▸ Texto fuente
================================

Túpac Amaru emitió un bando reivindicando para sí la soberanía sobre esos reinos y emprendió la campaña libertadora. Por donde pasaba su ejército se acababan la esclavitud, la mita y la explotación de los seres humanos. Todos eran iguales para este ejército que venía a terminar con la raza de los mandones. La gente volvía a levantar la cabeza, a sentir otra vez el orgullo de ser ellos mismos.
El 18 de noviembre de 1780 se produjo la batalla de Sangarará. En este primer combate, las fuerzas rebeldes derrotaron al ejército realista dirigido por Tiburcio Landa. A partir de entonces, la rebelión tomó un carácter más radical. Unos 100 mil indios en una extensión de 1.500 kilómetros, de Salta a Cuzco, se dispusieron a seguir al rebelde.
Mucho temor deben haber tenido algunos españoles del Cuzco, a que estos "bárbaros" pudieran hacer justicia con ellos, llegando a refugiarse muchas veces en las iglesias.

================================

▸ Material mostrado
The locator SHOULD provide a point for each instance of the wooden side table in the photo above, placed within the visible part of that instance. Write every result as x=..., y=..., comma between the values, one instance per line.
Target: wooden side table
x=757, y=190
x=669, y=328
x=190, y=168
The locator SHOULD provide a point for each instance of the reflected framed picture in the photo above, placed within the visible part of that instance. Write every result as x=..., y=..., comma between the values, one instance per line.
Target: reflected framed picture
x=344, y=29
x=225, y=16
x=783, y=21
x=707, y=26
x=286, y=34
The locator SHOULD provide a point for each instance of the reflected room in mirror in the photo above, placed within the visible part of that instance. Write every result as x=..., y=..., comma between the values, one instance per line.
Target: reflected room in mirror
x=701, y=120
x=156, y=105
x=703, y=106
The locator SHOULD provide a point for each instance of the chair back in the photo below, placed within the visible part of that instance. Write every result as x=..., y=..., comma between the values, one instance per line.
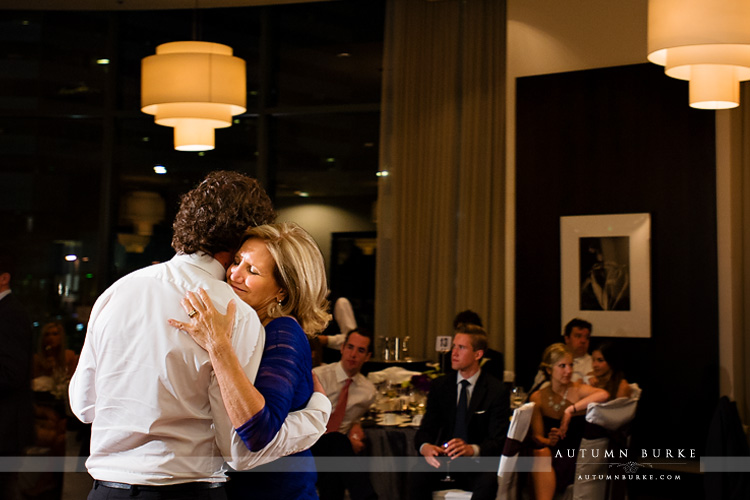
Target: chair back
x=507, y=474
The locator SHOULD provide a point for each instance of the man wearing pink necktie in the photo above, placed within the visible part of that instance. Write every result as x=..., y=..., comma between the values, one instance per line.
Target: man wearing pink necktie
x=351, y=395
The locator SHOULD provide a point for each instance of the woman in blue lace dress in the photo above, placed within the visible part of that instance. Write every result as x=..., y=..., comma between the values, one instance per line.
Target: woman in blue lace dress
x=279, y=272
x=558, y=420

================================

▸ Problema breve A
Reescribe el fragmento del texto sobre Túpac Amaru que va de "Túpac Amaru emitió" a "seguir al rebelde.", cambiando "ejército realista" por "ejército virreinal".
▸ Problema breve B
Por favor, indica quién dirigía el ejército realista derrotado en la batalla de Sangarará, según el texto sobre Túpac Amaru.

▸ Solución A
Túpac Amaru emitió un bando reivindicando para sí la soberanía sobre esos reinos y emprendió la campaña libertadora. Por donde pasaba su ejército se acababan la esclavitud, la mita y la explotación de los seres humanos. Todos eran iguales para este ejército que venía a terminar con la raza de los mandones. La gente volvía a levantar la cabeza, a sentir otra vez el orgullo de ser ellos mismos.
El 18 de noviembre de 1780 se produjo la batalla de Sangarará. En este primer combate, las fuerzas rebeldes derrotaron al ejército virreinal dirigido por Tiburcio Landa. A partir de entonces, la rebelión tomó un carácter más radical. Unos 100 mil indios en una extensión de 1.500 kilómetros, de Salta a Cuzco, se dispusieron a seguir al rebelde.

▸ Solución B
Tiburcio Landa.